AIM
Can you quote the lines below exactly, starting at the line with "Where can you see the layered" and going through the last one?

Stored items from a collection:
>>

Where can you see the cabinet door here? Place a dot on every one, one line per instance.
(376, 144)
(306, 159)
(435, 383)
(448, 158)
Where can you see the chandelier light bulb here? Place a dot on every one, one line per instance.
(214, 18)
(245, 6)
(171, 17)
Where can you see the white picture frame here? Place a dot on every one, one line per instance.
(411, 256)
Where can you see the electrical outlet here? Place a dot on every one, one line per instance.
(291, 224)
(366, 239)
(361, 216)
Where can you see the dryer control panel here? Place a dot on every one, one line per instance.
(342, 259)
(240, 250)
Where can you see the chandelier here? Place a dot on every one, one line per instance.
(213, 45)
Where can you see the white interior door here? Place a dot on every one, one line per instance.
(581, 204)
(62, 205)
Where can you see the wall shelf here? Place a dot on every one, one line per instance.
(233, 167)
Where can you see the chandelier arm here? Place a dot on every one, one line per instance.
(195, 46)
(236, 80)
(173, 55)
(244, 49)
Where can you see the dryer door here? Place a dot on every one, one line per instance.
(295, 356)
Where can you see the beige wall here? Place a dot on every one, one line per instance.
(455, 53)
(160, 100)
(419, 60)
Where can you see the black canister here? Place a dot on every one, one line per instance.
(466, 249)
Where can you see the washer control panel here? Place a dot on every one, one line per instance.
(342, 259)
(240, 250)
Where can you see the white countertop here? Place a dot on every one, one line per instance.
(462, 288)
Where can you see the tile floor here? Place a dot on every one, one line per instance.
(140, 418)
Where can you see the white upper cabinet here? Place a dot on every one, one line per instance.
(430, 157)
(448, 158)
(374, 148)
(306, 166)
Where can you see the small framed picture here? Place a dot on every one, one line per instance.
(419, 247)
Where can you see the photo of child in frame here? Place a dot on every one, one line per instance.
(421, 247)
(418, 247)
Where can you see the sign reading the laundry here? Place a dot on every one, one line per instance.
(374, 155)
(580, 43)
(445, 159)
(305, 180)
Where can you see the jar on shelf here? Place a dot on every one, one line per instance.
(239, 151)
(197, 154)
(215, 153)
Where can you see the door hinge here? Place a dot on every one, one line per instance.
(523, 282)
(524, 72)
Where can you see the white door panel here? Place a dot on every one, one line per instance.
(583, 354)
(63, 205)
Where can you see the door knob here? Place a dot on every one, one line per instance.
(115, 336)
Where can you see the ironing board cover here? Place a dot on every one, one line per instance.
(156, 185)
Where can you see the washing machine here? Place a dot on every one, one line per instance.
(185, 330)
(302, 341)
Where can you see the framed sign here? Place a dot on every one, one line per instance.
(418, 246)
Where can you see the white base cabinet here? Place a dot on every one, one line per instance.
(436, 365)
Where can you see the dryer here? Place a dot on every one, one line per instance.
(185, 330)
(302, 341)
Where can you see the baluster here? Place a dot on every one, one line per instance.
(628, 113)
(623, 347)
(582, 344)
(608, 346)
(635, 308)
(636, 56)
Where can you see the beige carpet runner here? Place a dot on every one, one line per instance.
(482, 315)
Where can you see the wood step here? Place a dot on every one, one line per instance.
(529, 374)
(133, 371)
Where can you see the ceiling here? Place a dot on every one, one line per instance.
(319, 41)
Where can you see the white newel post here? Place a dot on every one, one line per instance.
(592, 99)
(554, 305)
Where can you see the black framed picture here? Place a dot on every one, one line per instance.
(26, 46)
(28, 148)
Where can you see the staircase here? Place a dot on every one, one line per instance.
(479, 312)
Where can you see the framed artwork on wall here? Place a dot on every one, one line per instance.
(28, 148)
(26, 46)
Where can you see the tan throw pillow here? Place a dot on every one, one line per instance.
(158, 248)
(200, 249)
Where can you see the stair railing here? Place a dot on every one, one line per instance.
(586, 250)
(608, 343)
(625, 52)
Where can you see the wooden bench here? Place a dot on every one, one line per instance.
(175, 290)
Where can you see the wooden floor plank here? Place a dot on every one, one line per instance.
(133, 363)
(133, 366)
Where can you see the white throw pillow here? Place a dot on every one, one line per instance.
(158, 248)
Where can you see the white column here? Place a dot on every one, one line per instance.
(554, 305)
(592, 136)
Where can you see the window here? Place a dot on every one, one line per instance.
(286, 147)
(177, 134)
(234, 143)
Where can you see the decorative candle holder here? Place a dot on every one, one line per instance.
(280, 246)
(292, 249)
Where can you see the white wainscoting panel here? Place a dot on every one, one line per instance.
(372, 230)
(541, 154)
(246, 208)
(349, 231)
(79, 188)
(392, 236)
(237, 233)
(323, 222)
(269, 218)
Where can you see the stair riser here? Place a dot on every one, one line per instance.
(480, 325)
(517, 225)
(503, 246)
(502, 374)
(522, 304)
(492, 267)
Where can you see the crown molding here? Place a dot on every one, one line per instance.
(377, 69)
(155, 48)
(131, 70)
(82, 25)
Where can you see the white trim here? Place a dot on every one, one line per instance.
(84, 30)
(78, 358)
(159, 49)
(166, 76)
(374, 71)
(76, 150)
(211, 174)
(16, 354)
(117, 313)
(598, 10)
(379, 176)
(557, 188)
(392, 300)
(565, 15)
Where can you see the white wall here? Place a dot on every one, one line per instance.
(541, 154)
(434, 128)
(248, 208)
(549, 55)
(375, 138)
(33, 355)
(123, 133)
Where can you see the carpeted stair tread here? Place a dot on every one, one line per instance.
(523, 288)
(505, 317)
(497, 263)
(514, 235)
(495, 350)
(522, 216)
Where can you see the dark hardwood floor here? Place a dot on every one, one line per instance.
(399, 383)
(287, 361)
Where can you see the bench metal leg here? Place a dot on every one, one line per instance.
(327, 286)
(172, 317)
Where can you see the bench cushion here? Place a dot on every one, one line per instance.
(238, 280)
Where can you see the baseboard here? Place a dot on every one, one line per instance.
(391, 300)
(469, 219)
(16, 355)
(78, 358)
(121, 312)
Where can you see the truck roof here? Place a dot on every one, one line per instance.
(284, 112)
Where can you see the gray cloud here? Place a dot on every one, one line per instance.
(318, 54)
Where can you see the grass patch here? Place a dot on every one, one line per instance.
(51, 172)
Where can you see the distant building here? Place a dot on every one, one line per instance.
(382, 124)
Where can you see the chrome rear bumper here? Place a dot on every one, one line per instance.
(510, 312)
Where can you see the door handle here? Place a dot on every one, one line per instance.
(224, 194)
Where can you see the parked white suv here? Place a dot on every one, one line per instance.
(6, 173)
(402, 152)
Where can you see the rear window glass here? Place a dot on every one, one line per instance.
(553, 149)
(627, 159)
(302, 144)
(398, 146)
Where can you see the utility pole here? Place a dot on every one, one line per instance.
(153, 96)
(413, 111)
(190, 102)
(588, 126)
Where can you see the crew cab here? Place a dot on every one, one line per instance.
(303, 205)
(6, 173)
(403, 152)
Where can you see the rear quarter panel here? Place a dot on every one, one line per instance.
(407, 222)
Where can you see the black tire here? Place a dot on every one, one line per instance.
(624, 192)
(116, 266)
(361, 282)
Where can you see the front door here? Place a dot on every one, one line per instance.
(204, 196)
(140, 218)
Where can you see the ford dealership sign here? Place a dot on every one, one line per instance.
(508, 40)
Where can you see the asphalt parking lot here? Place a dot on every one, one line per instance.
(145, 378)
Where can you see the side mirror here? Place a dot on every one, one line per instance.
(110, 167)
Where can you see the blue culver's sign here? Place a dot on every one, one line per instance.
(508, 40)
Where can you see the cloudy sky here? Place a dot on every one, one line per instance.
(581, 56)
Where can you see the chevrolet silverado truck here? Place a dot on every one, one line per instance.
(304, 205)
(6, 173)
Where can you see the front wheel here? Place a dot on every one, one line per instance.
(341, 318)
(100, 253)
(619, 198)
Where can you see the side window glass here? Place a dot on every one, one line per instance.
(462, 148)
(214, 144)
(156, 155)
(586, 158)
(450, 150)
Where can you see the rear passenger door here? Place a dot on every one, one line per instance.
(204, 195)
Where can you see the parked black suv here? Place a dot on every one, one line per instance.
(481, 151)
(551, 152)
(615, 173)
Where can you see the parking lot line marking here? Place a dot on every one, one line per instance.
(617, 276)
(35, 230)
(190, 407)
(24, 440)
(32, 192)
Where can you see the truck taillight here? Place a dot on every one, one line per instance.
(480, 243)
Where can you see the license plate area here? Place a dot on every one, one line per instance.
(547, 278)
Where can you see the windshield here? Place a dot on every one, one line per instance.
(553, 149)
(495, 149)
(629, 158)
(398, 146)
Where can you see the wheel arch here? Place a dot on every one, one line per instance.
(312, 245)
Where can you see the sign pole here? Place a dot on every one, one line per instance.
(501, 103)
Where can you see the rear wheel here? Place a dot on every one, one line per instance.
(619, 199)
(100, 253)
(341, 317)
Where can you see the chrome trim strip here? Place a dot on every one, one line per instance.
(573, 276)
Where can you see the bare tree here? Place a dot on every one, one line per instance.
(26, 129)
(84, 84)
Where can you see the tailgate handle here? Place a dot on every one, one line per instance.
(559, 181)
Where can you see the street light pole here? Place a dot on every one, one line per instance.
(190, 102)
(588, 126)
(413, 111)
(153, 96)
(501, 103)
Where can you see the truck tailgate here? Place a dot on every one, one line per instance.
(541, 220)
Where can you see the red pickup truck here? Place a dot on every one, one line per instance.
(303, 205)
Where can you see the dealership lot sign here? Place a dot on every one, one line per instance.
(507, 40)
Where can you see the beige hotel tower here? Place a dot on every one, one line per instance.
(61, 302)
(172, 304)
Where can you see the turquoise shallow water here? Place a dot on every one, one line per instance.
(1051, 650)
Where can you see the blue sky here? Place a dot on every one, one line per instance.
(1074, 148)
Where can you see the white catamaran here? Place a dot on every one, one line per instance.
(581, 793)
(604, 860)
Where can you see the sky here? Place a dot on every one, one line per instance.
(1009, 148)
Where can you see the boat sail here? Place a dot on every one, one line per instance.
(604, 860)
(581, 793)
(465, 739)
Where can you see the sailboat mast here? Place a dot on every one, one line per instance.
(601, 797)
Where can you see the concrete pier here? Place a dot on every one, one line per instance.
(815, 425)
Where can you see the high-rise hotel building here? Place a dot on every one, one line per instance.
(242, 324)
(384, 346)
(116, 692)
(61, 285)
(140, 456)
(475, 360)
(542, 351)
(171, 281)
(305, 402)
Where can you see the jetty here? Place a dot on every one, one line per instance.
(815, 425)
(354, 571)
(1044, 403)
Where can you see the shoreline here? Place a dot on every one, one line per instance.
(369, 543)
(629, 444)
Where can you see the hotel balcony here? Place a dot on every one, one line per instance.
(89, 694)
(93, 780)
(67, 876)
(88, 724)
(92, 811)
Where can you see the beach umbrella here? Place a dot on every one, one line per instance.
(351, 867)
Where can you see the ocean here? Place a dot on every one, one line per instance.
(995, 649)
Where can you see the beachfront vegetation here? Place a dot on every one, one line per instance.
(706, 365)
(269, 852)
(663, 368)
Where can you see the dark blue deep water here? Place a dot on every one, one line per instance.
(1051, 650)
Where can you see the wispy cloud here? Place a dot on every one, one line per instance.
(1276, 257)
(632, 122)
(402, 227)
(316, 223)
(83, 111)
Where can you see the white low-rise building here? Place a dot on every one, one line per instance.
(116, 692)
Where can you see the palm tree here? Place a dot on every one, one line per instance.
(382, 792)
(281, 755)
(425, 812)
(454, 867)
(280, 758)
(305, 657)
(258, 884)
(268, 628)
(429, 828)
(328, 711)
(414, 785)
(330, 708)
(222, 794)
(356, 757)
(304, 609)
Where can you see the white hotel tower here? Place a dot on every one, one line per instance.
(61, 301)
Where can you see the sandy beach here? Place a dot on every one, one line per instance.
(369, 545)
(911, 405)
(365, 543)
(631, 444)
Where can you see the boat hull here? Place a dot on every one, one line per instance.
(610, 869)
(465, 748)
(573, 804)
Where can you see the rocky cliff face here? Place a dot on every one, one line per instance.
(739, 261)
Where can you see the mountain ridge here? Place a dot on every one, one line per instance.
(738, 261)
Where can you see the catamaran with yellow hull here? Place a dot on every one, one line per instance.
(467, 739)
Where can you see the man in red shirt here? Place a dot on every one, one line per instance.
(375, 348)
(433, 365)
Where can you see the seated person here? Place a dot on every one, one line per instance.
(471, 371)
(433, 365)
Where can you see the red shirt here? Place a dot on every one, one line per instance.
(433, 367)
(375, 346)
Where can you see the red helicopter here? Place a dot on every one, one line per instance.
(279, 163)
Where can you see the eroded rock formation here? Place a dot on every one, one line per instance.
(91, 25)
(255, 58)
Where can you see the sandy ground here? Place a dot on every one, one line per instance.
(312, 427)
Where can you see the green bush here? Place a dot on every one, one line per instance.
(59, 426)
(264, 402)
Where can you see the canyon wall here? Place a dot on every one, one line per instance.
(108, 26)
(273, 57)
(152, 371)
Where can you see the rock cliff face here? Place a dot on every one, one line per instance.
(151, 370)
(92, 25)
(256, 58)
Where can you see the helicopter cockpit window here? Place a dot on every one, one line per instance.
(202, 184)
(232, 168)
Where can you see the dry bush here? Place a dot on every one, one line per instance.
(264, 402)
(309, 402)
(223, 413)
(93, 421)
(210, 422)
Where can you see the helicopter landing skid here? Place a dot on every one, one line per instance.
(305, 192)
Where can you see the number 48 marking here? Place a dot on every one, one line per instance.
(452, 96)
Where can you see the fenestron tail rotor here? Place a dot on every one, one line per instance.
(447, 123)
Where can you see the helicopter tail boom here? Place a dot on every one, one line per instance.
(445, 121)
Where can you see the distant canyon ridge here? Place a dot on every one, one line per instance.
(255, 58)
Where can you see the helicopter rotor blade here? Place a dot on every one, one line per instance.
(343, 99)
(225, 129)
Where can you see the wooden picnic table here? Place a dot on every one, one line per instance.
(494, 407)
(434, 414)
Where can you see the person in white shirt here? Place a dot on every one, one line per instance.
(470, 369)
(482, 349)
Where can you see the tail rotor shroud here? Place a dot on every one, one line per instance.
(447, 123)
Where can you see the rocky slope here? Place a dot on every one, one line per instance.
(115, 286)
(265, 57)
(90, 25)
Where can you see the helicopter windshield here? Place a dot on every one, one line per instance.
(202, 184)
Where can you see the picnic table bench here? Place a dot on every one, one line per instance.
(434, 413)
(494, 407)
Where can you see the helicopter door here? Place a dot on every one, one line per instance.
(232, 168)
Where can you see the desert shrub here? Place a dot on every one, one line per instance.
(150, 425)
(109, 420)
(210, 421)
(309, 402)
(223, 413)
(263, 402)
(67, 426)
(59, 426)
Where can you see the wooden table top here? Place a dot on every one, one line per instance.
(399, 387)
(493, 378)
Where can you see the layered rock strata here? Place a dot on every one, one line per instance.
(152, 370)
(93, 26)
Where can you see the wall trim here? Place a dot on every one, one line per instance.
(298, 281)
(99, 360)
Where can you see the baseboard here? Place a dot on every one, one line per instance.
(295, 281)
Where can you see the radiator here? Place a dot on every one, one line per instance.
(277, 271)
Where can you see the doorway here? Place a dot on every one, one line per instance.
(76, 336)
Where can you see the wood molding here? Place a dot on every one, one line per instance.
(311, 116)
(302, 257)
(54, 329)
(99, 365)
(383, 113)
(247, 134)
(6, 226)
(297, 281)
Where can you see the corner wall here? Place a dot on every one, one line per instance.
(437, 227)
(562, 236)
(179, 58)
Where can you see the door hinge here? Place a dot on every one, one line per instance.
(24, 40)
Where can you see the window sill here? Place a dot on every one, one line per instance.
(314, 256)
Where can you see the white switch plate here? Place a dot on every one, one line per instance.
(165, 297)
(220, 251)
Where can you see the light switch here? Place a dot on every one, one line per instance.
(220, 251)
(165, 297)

<<

EXERCISE RESULT
Where can you see the layered rock strata here? Place a dot on every one, one line per instance.
(152, 370)
(93, 26)
Where can you see the wall trim here? Place a dot on every one, one line per instance.
(298, 281)
(99, 360)
Where can you see the baseboard here? Place a dot on every one, one line per instance.
(295, 281)
Where can you see the radiator here? Place a dot on every one, one line per instance.
(277, 271)
Where can you see the doorway here? Place a dot on every one, one line per instance.
(76, 336)
Where can you see the wood molding here? Place a dot on every one, one line per instance.
(311, 116)
(302, 257)
(54, 329)
(99, 365)
(383, 113)
(247, 134)
(6, 226)
(297, 281)
Where can you see the corner wall here? Place a dot on every one, one line per instance.
(437, 227)
(562, 236)
(179, 58)
Where can you see the door hinge here? Place a dot on every one, one line per instance.
(24, 40)
Where can you see the window sill here? Place a dot on every one, one line per instance.
(314, 256)
Where can you see the white switch plate here? Place a dot on every one, one line per instance.
(165, 297)
(220, 251)
Where can you see the light switch here? Place a dot on every one, one line per instance.
(220, 251)
(165, 297)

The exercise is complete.